Vegetarian Meal Prep: Greek-Inspired Roasted Chickpea And Wild Rice Bowls With Tzatziki And Hummus

I’m sorta new to the world of meal prep, but I already know it will be an instant addiction.

Meal prep takes some thought and some time but, to me, it’s worth it. I love that my food is ready when I want it, and I like knowing that I’ve got something healthy in my back pocket that I can eat instead of grabbing something unhealthy on-the-go. These bowls are not only delicious, but super nutritious: they’re loaded with fiber, protein, vitamins…you name it…these bowls have it. Plus, they’re INCREDIBLY filling – I use them for both lunch and dinner. They’re not super low-cal, but most of the calories come from nutrient-dense foods and overall, this is a pretty healthy meal. Here’s what you’ll need to make these bowls and how to do it.


There are 3 components you’ll need to make yourself: the salad, the chickpeas and the tzatziki sauce. The hummus, rice and pita are all store-bought!

◆ **Work request 1**: In the meal prep text, which three components of the bowls are made at home?
◆ **Work request 2**: Rewrite the paragraph of the meal prep text that begins "Meal prep takes some thought" as a short bulleted list of its main points.

◆ **Stored data entries**:
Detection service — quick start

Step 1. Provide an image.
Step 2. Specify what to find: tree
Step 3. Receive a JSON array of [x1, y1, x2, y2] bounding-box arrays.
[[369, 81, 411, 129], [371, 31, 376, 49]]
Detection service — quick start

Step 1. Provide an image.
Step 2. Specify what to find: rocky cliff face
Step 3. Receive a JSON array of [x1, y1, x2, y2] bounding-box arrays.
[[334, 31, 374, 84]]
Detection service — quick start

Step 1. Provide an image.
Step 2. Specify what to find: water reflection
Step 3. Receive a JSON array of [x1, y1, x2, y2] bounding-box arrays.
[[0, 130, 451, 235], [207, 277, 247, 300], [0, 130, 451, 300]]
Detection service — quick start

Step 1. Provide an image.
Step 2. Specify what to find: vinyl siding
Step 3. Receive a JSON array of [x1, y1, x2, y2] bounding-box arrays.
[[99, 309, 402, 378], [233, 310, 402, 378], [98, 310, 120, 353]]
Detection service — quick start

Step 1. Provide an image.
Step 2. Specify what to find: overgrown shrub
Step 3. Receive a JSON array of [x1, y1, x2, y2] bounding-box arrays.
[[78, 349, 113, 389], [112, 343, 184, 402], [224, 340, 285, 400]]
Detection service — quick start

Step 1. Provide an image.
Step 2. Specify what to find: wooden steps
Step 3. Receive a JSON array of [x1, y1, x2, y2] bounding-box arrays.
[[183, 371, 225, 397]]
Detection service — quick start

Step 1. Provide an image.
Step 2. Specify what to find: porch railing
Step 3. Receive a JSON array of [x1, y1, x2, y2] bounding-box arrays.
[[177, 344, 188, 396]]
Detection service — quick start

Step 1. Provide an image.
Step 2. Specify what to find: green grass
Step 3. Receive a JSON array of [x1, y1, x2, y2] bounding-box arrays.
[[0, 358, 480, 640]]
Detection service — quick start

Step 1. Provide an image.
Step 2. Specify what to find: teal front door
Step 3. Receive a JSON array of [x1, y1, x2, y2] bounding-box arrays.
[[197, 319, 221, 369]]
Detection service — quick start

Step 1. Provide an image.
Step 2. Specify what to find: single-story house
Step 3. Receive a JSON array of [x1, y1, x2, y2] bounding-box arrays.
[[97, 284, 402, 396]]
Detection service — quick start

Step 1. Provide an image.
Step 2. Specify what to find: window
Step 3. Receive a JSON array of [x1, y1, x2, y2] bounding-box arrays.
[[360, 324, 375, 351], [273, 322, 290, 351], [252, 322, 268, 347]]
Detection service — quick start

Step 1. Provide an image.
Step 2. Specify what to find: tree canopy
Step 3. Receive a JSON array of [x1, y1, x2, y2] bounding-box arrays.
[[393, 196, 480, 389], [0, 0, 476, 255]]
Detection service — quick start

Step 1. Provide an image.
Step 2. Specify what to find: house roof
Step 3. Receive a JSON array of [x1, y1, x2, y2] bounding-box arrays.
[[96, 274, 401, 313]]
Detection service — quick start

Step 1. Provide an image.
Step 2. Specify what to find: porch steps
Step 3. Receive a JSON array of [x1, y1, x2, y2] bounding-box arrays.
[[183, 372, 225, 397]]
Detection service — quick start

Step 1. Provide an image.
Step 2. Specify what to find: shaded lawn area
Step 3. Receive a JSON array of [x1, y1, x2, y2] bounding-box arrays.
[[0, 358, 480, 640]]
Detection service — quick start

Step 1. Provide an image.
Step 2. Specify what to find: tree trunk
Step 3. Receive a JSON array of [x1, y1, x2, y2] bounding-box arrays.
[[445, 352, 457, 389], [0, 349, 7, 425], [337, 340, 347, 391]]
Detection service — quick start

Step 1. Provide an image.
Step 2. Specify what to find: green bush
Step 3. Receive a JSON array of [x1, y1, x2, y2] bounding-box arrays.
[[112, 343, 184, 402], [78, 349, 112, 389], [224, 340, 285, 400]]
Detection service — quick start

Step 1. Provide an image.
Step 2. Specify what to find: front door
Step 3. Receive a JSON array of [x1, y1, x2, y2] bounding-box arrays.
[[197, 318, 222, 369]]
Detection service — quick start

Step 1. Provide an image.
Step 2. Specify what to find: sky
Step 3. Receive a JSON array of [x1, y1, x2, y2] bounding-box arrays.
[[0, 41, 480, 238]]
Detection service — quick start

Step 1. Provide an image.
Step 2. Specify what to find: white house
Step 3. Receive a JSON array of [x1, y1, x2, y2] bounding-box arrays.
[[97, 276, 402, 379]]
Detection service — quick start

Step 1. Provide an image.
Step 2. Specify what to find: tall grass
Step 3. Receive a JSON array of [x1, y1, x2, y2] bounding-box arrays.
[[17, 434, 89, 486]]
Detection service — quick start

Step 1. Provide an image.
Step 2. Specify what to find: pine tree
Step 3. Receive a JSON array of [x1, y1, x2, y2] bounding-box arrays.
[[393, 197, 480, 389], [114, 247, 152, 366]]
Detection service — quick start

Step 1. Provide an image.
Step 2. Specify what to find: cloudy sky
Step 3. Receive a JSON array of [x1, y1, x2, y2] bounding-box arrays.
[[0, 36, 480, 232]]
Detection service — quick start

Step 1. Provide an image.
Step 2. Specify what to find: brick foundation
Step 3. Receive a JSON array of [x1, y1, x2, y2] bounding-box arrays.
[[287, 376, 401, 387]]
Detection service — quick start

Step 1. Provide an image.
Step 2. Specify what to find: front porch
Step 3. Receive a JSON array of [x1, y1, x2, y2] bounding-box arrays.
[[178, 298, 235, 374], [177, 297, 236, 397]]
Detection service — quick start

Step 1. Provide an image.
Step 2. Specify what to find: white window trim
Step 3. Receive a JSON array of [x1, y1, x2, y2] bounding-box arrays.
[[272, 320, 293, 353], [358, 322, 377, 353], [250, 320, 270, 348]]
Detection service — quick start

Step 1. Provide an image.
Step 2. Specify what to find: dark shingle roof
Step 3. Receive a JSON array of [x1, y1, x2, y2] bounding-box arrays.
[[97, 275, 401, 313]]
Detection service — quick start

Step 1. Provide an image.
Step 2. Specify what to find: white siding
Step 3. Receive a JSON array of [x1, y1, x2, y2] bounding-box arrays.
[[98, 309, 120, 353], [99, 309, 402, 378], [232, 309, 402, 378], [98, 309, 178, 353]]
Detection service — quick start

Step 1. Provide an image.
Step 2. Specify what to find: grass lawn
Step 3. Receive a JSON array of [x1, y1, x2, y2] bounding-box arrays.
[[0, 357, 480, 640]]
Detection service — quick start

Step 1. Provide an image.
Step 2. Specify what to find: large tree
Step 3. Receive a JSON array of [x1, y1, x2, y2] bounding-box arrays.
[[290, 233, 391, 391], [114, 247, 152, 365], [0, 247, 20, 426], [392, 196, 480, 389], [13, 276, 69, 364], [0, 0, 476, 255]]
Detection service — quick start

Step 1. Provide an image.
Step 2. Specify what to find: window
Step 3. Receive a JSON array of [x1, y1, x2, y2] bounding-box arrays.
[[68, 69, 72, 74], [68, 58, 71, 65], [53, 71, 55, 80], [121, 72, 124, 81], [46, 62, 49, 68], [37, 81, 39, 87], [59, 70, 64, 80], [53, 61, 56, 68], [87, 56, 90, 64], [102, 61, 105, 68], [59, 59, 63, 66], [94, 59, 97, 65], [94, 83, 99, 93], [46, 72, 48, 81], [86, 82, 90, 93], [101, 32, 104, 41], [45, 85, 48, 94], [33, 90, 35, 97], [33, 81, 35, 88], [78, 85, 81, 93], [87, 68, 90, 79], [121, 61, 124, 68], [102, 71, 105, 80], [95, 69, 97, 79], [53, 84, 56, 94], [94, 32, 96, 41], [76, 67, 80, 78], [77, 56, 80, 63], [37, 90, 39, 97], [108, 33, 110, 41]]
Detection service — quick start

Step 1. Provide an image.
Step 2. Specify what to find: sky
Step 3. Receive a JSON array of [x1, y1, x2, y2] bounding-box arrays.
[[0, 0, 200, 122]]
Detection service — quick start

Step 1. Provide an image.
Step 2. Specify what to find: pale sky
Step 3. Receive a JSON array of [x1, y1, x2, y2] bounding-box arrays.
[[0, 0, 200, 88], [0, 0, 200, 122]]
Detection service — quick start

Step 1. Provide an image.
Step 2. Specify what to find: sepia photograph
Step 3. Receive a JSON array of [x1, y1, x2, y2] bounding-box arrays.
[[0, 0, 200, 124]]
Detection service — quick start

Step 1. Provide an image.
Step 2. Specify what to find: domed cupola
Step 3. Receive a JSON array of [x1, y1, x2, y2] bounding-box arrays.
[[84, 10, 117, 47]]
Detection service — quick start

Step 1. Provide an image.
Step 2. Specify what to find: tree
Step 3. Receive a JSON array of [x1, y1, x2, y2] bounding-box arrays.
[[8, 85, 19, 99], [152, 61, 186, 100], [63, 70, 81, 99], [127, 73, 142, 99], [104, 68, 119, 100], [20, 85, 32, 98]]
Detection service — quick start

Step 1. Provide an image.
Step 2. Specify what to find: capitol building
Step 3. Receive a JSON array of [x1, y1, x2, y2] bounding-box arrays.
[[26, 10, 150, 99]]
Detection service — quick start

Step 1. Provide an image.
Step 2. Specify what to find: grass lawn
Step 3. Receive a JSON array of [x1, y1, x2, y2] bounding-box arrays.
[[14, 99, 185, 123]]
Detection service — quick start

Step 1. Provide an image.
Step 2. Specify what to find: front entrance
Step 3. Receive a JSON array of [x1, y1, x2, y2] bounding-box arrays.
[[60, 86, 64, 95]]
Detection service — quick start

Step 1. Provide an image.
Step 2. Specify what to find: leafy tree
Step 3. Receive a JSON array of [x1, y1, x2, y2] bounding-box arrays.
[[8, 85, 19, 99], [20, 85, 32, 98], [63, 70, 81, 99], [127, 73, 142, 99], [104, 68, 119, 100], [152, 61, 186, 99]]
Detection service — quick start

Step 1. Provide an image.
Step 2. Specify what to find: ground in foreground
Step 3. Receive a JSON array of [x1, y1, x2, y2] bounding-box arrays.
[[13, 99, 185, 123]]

◆ **Written reply 1**: The salad, the chickpeas and the tzatziki sauce.

◆ **Written reply 2**:
- Meal prep takes some thought and time, but the writer finds it worth it.
- Food is ready when wanted, and a healthy option is on hand instead of unhealthy food on the go.
- The bowls are delicious and nutritious, loaded with fiber, protein and vitamins.
- They are very filling and are eaten for both lunch and dinner.
- They are not very low in calories, but most calories come from nutrient-dense foods, making the meal fairly healthy.